* _SU TAREA_:
Extraiga del listado, sin alterarlas, las líneas comprendidas entre la que contiene "Do you see any thyme" y la que contiene "149, 185, 233, 269", ambas inclusive.

--*--

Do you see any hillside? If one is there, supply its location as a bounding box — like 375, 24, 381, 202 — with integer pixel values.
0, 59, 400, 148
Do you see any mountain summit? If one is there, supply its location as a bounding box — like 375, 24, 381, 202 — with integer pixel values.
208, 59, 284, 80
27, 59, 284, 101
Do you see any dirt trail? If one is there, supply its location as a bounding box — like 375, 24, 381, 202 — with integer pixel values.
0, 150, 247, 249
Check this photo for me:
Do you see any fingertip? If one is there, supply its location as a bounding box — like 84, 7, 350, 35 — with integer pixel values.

--*--

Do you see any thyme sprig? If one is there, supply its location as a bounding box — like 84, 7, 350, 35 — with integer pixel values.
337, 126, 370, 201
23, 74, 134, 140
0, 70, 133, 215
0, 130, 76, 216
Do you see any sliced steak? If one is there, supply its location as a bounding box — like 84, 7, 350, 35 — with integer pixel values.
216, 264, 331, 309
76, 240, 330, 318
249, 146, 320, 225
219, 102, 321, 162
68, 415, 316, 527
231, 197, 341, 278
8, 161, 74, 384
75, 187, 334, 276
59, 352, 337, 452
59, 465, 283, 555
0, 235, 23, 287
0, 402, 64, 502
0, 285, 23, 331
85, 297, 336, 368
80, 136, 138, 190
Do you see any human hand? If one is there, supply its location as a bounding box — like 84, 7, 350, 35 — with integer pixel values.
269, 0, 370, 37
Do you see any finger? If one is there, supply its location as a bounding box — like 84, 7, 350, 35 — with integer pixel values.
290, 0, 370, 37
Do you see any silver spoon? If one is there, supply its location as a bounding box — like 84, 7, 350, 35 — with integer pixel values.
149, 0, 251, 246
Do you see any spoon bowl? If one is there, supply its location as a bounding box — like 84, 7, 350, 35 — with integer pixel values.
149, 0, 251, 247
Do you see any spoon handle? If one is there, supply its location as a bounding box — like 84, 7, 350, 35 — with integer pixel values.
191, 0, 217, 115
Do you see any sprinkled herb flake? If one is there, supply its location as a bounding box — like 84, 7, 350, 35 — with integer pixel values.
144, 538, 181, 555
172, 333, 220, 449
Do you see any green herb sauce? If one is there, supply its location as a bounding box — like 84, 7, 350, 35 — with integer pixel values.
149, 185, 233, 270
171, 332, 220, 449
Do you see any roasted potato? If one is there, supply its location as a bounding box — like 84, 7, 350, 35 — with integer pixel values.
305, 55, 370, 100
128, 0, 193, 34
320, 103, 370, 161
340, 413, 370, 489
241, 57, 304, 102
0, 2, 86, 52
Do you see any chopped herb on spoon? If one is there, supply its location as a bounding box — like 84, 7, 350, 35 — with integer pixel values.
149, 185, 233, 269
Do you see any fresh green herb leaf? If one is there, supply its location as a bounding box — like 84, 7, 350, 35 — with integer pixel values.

--*--

* _SOLUCIÓN DEL PROBLEMA_:
Do you see any thyme sprig? If one is there, supply its location as a bounding box — like 84, 7, 350, 35 — with integer pixel values.
337, 126, 370, 201
23, 74, 134, 140
0, 70, 133, 215
0, 130, 76, 216
Do you see any sliced steak? If one is there, supply its location as a bounding box — like 84, 7, 350, 35 — with integer pixel values.
216, 264, 331, 309
76, 240, 330, 318
249, 146, 320, 225
219, 102, 321, 162
68, 415, 316, 527
231, 197, 341, 278
8, 161, 74, 384
75, 187, 334, 276
59, 352, 337, 452
59, 465, 283, 555
0, 235, 23, 287
0, 402, 64, 502
0, 285, 23, 331
85, 297, 336, 368
80, 136, 138, 190
Do you see any human hand? If one is there, supply its location as a bounding box — like 84, 7, 350, 35 — with integer pixel values.
269, 0, 370, 37
Do you see any finger? If one is there, supply its location as a bounding box — like 84, 7, 350, 35 — with integer pixel values.
290, 0, 370, 37
Do you see any silver spoon? If one is there, supply its location as a bounding box — like 84, 7, 350, 35 — with integer pixel values.
149, 0, 251, 246
Do you see any spoon bowl? If one is there, supply its location as a bounding box — like 84, 7, 350, 35 — with integer pixel values.
149, 0, 251, 247
Do you see any spoon handle? If one is there, supply its location as a bounding box — like 84, 7, 350, 35 — with integer pixel values.
191, 0, 217, 115
Do you see any sprinkled herb flake? If one is there, supply its location as a bounding box — like 84, 7, 350, 35 — with integer pixel values.
144, 538, 181, 555
172, 333, 220, 449
Do you see any green herb sauce? If one is there, supply its location as a bounding box — like 84, 7, 350, 35 — with integer pixel values.
149, 185, 233, 270
171, 332, 220, 449
Do you see any roasted potato? If one is there, supply its location as a bounding box — like 84, 7, 350, 35 — with integer pixel values.
305, 55, 370, 100
128, 0, 193, 34
320, 103, 370, 161
340, 413, 370, 489
241, 57, 304, 102
0, 2, 86, 52
Do you see any chopped herb on spoon? If one is there, supply its location as a bounding box — like 84, 7, 350, 35 — with integer pixel values.
149, 185, 233, 269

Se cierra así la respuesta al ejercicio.